- Work to do -
Can you render the listing below as a Markdown table, with a Row column numbering each line and a Text column holding the line itself, leaving out any blank lines?

- Given data -
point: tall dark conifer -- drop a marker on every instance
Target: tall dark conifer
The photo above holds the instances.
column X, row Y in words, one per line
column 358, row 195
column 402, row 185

- Response for this exercise -
| Row | Text |
|---|---|
| 1 | point: tall dark conifer -- drop a marker on every instance |
| 2 | Target: tall dark conifer |
| 3 | The photo above holds the instances. |
| 4 | column X, row Y in words, one per line |
| 5 | column 358, row 195 |
| 6 | column 402, row 185 |